◆ Description of the task
Update everything from the start of the records down to the line containing "column 139, row 128", swapping "Query" for "Target" and leaving the rest unchanged. Give back those lines only.

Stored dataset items
▬▬▬▬▬▬
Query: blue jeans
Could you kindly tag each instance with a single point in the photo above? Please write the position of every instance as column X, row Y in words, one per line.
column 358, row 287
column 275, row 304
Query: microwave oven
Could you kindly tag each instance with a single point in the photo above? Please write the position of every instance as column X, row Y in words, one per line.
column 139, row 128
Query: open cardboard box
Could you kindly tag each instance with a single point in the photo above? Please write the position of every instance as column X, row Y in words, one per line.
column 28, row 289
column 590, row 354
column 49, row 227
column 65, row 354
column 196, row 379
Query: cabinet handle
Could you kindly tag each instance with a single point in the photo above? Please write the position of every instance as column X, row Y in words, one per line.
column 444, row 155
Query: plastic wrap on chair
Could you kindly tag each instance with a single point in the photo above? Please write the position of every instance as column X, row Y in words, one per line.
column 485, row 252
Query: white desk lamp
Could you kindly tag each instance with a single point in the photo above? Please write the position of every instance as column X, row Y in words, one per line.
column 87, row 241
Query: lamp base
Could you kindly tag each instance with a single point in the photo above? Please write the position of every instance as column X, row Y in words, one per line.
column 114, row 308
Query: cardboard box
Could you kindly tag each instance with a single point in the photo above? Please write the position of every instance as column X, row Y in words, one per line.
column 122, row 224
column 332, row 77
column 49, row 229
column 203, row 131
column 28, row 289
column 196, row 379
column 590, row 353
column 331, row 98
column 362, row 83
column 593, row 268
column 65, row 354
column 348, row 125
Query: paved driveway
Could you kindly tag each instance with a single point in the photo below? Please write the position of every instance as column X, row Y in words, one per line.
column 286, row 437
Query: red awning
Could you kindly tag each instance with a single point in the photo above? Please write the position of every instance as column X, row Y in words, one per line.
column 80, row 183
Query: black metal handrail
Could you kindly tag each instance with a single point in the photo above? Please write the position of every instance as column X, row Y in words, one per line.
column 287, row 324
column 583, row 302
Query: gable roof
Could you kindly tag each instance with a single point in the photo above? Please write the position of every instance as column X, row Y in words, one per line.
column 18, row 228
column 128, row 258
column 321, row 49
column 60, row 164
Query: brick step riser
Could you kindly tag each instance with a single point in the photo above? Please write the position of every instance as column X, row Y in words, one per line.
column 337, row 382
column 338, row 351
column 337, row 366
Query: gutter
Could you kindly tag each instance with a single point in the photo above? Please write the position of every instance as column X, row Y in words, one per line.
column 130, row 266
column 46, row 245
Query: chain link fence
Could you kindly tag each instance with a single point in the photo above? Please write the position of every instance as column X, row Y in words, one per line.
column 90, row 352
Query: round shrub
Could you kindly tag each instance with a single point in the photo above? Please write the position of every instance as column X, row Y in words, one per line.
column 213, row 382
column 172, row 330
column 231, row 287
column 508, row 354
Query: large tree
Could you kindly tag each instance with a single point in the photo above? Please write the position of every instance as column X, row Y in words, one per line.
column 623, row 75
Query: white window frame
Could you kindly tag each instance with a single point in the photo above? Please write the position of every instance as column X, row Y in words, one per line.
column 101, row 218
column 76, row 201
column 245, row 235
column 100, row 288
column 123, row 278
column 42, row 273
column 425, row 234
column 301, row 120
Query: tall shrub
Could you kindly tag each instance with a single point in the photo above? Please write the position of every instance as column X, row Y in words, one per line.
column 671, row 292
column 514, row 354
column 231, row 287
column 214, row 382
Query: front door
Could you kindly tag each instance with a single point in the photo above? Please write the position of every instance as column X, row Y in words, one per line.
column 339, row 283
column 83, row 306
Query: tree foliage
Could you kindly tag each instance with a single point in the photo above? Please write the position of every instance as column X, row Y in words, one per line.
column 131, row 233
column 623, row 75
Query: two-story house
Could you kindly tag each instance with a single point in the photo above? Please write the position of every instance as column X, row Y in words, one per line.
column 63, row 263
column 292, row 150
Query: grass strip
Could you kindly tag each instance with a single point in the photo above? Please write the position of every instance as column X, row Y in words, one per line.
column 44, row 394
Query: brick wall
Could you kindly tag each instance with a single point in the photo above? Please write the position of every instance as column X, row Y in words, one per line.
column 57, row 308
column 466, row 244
▬▬▬▬▬▬
◆ The answer
Target: blue jeans
Could you kindly tag each instance with a single point in the photo above? Please write the position of every instance as column X, row Y in words, one per line.
column 358, row 287
column 275, row 304
Target: microwave oven
Could you kindly tag each instance with a single point in the photo above? Please write the position of every instance as column X, row Y in words, one per line.
column 139, row 128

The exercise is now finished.